◆ WRITTEN INSTRUCTION ◆
Print word for word the lines of the listing below from the line with "sign in the image." to the line with "[143,69,150,77]", both of those lines included.

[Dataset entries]
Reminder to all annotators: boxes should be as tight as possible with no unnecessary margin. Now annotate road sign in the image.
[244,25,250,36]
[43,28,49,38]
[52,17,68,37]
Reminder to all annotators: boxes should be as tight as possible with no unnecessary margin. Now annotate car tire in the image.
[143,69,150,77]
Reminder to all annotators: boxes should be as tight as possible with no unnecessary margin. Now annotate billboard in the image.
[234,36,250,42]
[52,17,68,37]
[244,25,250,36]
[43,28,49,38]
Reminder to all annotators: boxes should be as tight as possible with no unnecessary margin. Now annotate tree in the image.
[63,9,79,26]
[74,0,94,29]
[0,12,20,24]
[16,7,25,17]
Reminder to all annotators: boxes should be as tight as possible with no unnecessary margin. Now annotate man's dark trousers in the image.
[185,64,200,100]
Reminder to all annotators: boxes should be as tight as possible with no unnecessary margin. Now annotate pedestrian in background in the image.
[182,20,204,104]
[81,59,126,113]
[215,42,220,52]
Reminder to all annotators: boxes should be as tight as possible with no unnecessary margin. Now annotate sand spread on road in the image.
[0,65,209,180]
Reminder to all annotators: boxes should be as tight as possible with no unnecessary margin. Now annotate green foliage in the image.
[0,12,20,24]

--

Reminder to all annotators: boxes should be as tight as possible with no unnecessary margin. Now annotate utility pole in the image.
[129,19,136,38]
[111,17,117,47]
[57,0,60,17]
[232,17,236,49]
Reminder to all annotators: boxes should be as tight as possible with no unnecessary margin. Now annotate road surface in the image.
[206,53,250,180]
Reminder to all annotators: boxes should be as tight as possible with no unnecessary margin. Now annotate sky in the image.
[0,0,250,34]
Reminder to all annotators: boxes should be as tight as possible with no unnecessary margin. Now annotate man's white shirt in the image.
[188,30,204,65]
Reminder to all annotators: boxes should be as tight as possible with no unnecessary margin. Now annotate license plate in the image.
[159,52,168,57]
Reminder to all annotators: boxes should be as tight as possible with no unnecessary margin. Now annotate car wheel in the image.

◆ RESULT FOR THIS EXERCISE ◆
Reminder to all annotators: boxes should be as tight as possible with no unnecessary margin. Now annotate road sign in the image.
[244,25,250,36]
[43,28,49,38]
[52,17,68,37]
Reminder to all annotators: boxes should be as tight as possible with no unnecessary margin. Now annotate car tire in the image.
[143,69,150,77]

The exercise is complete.